AIM OF THE TASK:
Locate each line below that contains the word "vehicle", and copy those lines.

○ ○ ○ ○ ○ ○ ○

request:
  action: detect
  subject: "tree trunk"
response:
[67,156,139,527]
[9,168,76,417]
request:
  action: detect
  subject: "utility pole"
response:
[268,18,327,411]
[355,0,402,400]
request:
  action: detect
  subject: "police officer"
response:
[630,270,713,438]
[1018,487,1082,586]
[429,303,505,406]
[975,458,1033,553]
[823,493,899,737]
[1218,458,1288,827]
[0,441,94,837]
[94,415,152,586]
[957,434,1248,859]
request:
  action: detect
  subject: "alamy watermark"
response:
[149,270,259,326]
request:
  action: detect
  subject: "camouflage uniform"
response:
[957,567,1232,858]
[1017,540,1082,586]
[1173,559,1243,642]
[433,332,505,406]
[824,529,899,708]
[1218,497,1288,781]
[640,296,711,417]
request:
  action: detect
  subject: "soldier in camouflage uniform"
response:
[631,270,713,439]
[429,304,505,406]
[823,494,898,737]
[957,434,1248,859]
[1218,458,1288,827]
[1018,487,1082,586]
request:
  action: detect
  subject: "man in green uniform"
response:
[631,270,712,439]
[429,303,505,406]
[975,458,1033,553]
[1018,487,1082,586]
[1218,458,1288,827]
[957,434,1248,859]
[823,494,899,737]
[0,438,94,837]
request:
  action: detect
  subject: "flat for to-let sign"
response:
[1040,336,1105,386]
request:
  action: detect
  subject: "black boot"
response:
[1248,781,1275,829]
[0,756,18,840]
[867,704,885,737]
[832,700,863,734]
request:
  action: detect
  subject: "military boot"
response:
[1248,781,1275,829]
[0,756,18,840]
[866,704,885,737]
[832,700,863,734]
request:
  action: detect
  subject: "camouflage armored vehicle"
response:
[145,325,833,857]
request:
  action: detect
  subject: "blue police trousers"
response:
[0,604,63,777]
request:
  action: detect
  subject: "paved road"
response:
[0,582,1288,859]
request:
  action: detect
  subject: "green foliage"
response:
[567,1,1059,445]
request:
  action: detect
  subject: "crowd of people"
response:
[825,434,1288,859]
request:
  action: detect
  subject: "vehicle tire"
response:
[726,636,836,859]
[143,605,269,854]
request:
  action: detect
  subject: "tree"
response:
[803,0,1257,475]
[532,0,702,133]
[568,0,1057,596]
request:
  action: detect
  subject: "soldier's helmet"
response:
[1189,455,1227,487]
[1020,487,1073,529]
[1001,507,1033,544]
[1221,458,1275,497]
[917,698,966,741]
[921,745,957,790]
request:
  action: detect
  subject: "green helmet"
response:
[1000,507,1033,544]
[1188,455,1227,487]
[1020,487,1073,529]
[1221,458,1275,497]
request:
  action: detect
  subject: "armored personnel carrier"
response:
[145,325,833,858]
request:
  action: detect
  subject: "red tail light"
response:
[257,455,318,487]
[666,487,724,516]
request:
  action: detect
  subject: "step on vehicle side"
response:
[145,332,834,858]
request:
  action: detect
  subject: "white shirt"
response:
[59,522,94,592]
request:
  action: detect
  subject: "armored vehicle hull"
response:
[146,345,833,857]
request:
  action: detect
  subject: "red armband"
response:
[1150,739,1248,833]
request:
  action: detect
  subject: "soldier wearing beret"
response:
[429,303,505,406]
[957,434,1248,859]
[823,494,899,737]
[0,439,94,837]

○ ○ ○ ○ ○ ○ ○

REPLY:
  subject: "camouflage armored vehicle"
  subject: "vehicle tire"
  subject: "step on vehicle side"
  subject: "armored vehicle hull"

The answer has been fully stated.